— Text section —

<<<<

Each statement will contain a tear-off form that may be used for
future Plan transactions.

THE ADMINISTRATOR.  The Company acts as agent for participants in the
Plan and administers the Plan.  You may contact the Administrator at:

               Northwestern Corporation
               Shareholder Services
               600 Market Street West
               Huron, South Dakota  57350-1500
               Telephone:  605-353-7603, 7604
               Toll Free:  1-800-677-6716
               Fax:  605-353-7631
               E-mail:  [email protected]


                             NORTHWESTERN

     The Company is a nationwide diversified energy,
telecommunications and related services provider.  It generates and
distributes electric energy to approximately 56,000 customers in
eastern South Dakota.  The Company also purchases, distributes, sells,
and transports natural gas to approximately 79,000 customers in
central Nebraska and eastern South Dakota.  The Company, through its
majority-owned subsidiaries, also owns approximately 35% of Cornerstone
Propane Partners, L.P., a publicly traded master limited partnership
for which a subsidiary of the Company serves as managing general
partner.  Cornerstone serves more than 380,000 propane customers in 26
states.  The Company is also engaged in certain non-energy
manufacturing industries and owns companies engaged in heating,
ventilation and air conditioning and telecommunications services.  The

<PAGE>  7


Company was incorporated under the laws of the State of Delaware in
1923.  The Company has its principal office at 33 Third Street SE,
Huron, South Dakota 57350-1318.  Its telephone number is (605) 352-
8411.

<PAGE>  8


                         DIVIDEND REINVESTMENT
                    AND DIRECT STOCK PURCHASE PLAN

     The Company's Dividend Reinvestment and Direct Stock Purchase
Plan consists in its entirety of the following questions and answers. 
The use of singular and masculine words in the Plan is for practical
purposes only and should be deemed to include the plural and feminine,
respectively, unless the context plainly indicates a distinction.

INTRODUCTION

                                Purpose

1.   What is the purpose of the Plan?

>>>>

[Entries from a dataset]

<<<<

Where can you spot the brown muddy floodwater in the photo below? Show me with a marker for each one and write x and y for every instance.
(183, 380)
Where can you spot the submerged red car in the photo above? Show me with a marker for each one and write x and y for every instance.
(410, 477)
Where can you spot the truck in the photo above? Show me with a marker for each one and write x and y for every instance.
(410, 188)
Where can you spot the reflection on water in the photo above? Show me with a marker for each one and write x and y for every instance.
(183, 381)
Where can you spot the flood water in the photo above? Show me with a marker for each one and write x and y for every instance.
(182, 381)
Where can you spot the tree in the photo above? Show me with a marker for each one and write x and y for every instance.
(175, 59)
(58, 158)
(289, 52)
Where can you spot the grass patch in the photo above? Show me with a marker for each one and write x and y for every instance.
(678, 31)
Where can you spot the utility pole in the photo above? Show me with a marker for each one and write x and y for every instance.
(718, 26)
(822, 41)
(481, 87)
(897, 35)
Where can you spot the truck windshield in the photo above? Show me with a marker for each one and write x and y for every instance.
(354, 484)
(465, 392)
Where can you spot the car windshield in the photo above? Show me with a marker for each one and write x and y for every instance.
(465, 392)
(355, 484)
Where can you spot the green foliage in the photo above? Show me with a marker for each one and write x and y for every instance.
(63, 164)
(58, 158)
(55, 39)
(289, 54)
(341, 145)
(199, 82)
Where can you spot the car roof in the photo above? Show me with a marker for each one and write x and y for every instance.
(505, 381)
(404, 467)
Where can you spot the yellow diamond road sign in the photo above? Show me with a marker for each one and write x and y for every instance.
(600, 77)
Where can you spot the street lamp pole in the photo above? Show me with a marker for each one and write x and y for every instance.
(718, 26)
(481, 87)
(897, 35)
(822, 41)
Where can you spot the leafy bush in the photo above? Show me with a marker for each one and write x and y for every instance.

>>>>

— Task —
Reproduce the portion of the Northwestern Corporation plan text between "The use of singular" and "indicates a distinction.", inclusive, substituting "clearly" for "plainly".

— Response to the task —
The use of singular and masculine words in the Plan is for practical
purposes only and should be deemed to include the plural and feminine,
respectively, unless the context clearly indicates a distinction.